• _REQUIRED ACTION_
Write the data out again so that it matches word for word.
*** Begin section ***
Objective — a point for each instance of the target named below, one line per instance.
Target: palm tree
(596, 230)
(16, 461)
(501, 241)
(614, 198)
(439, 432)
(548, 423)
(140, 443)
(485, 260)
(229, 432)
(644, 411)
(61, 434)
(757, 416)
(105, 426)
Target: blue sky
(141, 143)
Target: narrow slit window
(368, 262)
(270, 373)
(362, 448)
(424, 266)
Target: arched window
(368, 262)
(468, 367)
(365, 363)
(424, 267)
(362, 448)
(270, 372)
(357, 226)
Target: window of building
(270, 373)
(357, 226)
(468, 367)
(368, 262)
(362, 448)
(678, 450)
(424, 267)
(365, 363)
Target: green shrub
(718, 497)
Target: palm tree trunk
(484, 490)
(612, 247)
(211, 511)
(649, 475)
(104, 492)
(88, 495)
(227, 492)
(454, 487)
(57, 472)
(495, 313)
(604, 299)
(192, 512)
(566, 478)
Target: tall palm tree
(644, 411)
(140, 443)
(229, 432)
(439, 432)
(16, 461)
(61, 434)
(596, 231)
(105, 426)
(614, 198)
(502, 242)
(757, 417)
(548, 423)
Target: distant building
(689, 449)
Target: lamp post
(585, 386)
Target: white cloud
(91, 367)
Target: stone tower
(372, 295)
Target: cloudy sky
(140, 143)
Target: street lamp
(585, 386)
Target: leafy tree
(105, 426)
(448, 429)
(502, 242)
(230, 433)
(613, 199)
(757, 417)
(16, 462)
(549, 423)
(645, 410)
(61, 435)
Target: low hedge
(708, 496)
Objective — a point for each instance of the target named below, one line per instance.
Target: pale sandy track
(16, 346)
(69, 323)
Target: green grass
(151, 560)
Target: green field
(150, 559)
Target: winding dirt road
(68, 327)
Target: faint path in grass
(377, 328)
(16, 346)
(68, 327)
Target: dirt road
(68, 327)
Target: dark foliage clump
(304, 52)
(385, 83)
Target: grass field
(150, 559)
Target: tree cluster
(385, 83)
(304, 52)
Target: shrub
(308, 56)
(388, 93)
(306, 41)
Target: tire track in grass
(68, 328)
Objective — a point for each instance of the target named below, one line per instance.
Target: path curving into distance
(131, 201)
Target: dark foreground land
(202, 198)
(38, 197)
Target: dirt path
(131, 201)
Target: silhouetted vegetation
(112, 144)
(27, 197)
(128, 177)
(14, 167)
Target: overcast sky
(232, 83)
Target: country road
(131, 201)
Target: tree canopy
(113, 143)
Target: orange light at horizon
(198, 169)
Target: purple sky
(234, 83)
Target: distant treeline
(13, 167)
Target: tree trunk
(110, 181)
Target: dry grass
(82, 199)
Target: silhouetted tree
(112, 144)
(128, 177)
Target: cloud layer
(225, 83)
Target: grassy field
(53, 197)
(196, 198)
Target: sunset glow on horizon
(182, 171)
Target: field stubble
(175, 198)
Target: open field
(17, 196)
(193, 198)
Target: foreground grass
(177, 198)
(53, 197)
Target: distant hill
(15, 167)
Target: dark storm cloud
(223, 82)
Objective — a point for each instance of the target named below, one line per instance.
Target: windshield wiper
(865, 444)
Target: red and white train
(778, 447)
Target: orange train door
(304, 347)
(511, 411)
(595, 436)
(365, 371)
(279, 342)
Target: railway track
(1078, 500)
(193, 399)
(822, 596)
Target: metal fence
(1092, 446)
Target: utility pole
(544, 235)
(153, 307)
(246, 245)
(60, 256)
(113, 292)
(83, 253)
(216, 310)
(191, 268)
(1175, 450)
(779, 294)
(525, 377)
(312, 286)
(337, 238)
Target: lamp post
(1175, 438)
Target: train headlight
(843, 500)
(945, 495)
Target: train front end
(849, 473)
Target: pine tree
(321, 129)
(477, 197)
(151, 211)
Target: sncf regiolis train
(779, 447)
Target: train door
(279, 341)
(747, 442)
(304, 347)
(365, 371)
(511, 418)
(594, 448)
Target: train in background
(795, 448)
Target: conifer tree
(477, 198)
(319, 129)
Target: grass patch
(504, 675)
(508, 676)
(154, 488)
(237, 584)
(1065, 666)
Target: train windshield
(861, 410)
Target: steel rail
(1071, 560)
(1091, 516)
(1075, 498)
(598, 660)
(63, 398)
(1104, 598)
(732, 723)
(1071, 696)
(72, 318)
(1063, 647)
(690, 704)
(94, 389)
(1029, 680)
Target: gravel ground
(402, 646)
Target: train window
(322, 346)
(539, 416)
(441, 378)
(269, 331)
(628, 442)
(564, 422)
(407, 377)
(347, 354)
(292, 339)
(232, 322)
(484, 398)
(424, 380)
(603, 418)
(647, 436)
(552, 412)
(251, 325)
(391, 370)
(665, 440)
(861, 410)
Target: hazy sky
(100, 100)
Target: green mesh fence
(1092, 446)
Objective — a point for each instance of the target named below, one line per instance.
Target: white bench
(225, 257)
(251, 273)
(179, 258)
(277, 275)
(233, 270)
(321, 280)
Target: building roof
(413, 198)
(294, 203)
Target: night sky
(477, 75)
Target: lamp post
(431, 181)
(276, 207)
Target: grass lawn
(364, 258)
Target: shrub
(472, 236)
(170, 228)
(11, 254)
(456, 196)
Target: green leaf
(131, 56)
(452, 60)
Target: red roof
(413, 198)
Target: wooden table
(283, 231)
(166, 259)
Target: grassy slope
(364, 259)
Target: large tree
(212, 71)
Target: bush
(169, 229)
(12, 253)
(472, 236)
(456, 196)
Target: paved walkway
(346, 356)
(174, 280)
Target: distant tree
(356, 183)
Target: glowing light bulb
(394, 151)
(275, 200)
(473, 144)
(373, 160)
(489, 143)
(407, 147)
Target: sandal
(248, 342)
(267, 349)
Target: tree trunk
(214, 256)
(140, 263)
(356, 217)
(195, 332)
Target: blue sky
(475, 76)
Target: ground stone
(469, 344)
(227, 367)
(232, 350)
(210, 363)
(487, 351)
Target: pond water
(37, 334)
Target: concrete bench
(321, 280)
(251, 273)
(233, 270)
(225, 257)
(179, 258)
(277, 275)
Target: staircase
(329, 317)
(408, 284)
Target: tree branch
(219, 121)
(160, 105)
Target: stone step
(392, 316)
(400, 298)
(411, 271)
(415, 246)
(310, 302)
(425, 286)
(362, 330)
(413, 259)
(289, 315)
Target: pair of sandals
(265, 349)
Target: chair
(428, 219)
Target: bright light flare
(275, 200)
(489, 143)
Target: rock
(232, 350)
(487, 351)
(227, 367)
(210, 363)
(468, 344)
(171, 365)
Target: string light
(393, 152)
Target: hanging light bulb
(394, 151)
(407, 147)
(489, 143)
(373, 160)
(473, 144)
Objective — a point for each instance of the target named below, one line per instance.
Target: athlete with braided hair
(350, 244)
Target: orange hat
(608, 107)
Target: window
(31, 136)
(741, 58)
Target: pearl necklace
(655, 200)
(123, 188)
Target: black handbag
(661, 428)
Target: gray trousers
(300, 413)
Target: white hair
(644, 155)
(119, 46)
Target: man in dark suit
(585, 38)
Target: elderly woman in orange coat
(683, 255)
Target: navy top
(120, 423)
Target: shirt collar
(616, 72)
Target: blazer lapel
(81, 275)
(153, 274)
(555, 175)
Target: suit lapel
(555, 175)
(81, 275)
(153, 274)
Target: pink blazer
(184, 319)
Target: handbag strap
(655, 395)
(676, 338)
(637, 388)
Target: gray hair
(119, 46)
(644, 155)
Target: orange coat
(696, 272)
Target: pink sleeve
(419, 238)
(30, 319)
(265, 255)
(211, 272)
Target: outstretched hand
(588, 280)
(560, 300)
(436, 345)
*** End section ***
• _EXERCISE RESULT_
Objective — a point for each instance of the target named below, one line per instance.
Target: palm tree
(596, 230)
(16, 461)
(501, 241)
(614, 198)
(439, 432)
(548, 423)
(140, 443)
(485, 260)
(229, 432)
(644, 411)
(61, 434)
(757, 416)
(105, 426)
Target: blue sky
(141, 143)
Target: narrow slit window
(368, 262)
(270, 373)
(362, 448)
(424, 266)
Target: arched window
(368, 262)
(468, 367)
(365, 363)
(424, 267)
(362, 448)
(270, 372)
(357, 226)
Target: window of building
(270, 373)
(357, 226)
(468, 367)
(368, 262)
(362, 448)
(678, 450)
(424, 267)
(365, 363)
Target: green shrub
(718, 497)
Target: palm tree trunk
(484, 490)
(612, 247)
(211, 511)
(649, 475)
(104, 492)
(88, 495)
(227, 492)
(454, 487)
(57, 472)
(495, 313)
(604, 299)
(192, 512)
(566, 478)
Target: tall palm tree
(644, 411)
(140, 443)
(229, 432)
(439, 432)
(16, 461)
(61, 434)
(596, 231)
(105, 426)
(614, 198)
(502, 242)
(757, 417)
(548, 423)
Target: distant building
(689, 449)
Target: lamp post
(585, 386)
Target: white cloud
(91, 367)
Target: stone tower
(372, 295)
Target: cloudy sky
(140, 143)
Target: street lamp
(585, 386)
Target: leafy tree
(105, 426)
(448, 429)
(502, 242)
(230, 433)
(613, 199)
(757, 417)
(16, 462)
(549, 423)
(645, 410)
(61, 435)
Target: low hedge
(708, 496)
Objective — a point for each instance of the target named below, one line per instance.
Target: pale sandy track
(16, 346)
(69, 323)
Target: green grass
(151, 560)
Target: green field
(150, 559)
Target: winding dirt road
(68, 327)
Target: faint path in grass
(377, 328)
(16, 346)
(68, 327)
Target: dirt road
(68, 327)
Target: dark foliage clump
(304, 52)
(385, 83)
Target: grass field
(150, 559)
Target: tree cluster
(385, 83)
(304, 52)
Target: shrub
(308, 56)
(388, 93)
(306, 41)
Target: tire track in grass
(68, 328)
Objective — a point for each instance of the target named below, one line per instance.
Target: path curving into distance
(131, 201)
Target: dark foreground land
(202, 198)
(38, 197)
Target: dirt path
(131, 201)
Target: silhouetted vegetation
(112, 144)
(27, 197)
(128, 177)
(14, 167)
Target: overcast sky
(232, 83)
Target: country road
(131, 201)
Target: tree canopy
(113, 143)
Target: orange light at horizon
(198, 169)
Target: purple sky
(234, 83)
Target: distant treeline
(13, 167)
Target: tree trunk
(110, 181)
Target: dry grass
(82, 199)
Target: silhouetted tree
(112, 144)
(128, 177)
Target: cloud layer
(225, 83)
Target: grassy field
(53, 197)
(196, 198)
Target: sunset glow on horizon
(182, 171)
Target: field stubble
(175, 198)
Target: open field
(17, 196)
(193, 198)
Target: foreground grass
(177, 198)
(53, 197)
Target: distant hill
(15, 167)
Target: dark storm cloud
(223, 82)
Objective — a point for each instance of the target named below, one line per instance.
Target: windshield wiper
(865, 444)
Target: red and white train
(778, 447)
Target: orange train door
(304, 347)
(511, 411)
(595, 436)
(365, 371)
(279, 342)
Target: railway track
(1078, 500)
(193, 399)
(822, 596)
Target: metal fence
(1092, 446)
Target: utility pole
(544, 235)
(153, 307)
(246, 245)
(60, 256)
(113, 292)
(83, 253)
(216, 310)
(191, 268)
(1175, 450)
(779, 294)
(525, 377)
(312, 286)
(337, 238)
Target: lamp post
(1175, 438)
Target: train headlight
(843, 500)
(945, 495)
Target: train front end
(849, 473)
Target: pine tree
(321, 129)
(477, 197)
(151, 211)
Target: sncf regiolis train
(779, 447)
Target: train door
(279, 341)
(747, 442)
(304, 347)
(365, 371)
(511, 418)
(594, 448)
Target: train in background
(795, 448)
Target: conifer tree
(477, 198)
(319, 129)
Target: grass patch
(504, 675)
(508, 676)
(154, 488)
(237, 584)
(1065, 666)
Target: train windshield
(861, 410)
Target: steel rail
(1071, 560)
(1091, 516)
(1075, 498)
(598, 660)
(63, 398)
(1104, 598)
(732, 723)
(1071, 696)
(72, 318)
(1063, 647)
(690, 704)
(94, 389)
(1029, 680)
Target: gravel ground
(402, 646)
Target: train window
(322, 346)
(539, 416)
(441, 378)
(269, 331)
(628, 442)
(564, 422)
(407, 377)
(347, 354)
(292, 339)
(232, 322)
(484, 398)
(424, 380)
(603, 418)
(647, 436)
(552, 412)
(251, 325)
(391, 370)
(665, 440)
(861, 410)
Target: hazy sky
(100, 100)
Target: green mesh fence
(1092, 446)
Objective — a point for each instance of the target named below, one line per instance.
Target: white bench
(225, 257)
(251, 273)
(179, 258)
(277, 275)
(233, 270)
(321, 280)
Target: building roof
(413, 198)
(294, 203)
Target: night sky
(477, 75)
Target: lamp post
(431, 181)
(276, 207)
Target: grass lawn
(364, 258)
Target: shrub
(472, 236)
(170, 228)
(11, 254)
(456, 196)
Target: green leaf
(131, 56)
(452, 60)
Target: red roof
(413, 198)
Target: wooden table
(283, 231)
(166, 259)
Target: grassy slope
(364, 259)
Target: large tree
(212, 71)
Target: bush
(169, 229)
(12, 253)
(472, 236)
(456, 196)
Target: paved walkway
(346, 356)
(174, 280)
Target: distant tree
(356, 183)
Target: glowing light bulb
(394, 151)
(275, 200)
(473, 144)
(373, 160)
(489, 143)
(407, 147)
Target: sandal
(248, 342)
(267, 349)
Target: tree trunk
(214, 256)
(140, 263)
(356, 217)
(195, 332)
Target: blue sky
(475, 76)
Target: ground stone
(469, 344)
(227, 367)
(232, 350)
(210, 363)
(487, 351)
Target: pond water
(37, 334)
Target: concrete bench
(321, 280)
(251, 273)
(233, 270)
(225, 257)
(179, 258)
(277, 275)
Target: staircase
(329, 317)
(408, 284)
Target: tree branch
(219, 121)
(160, 105)
Target: stone step
(392, 316)
(400, 298)
(411, 271)
(415, 246)
(310, 302)
(425, 286)
(362, 330)
(413, 259)
(289, 315)
Target: pair of sandals
(265, 349)
Target: chair
(428, 219)
Target: bright light flare
(275, 200)
(489, 143)
Target: rock
(232, 350)
(487, 351)
(227, 367)
(210, 363)
(468, 344)
(171, 365)
Target: string light
(393, 152)
Target: hanging light bulb
(394, 151)
(407, 147)
(489, 143)
(373, 160)
(473, 144)
Objective — a point for each instance of the target named below, one line per instance.
Target: athlete with braided hair
(350, 244)
Target: orange hat
(608, 107)
Target: window
(31, 136)
(741, 58)
Target: pearl necklace
(655, 200)
(123, 188)
Target: black handbag
(661, 428)
Target: gray trousers
(300, 413)
Target: white hair
(644, 155)
(119, 46)
Target: man in dark suit
(585, 38)
Target: elderly woman in orange coat
(683, 255)
Target: navy top
(120, 423)
Target: shirt collar
(616, 72)
Target: blazer lapel
(81, 275)
(153, 274)
(555, 175)
Target: suit lapel
(555, 175)
(81, 275)
(153, 274)
Target: pink blazer
(184, 319)
Target: handbag strap
(655, 395)
(676, 338)
(637, 388)
Target: gray hair
(119, 46)
(644, 155)
Target: orange coat
(696, 272)
Target: pink sleeve
(419, 238)
(30, 319)
(265, 255)
(211, 272)
Target: outstretched hand
(588, 280)
(560, 300)
(436, 345)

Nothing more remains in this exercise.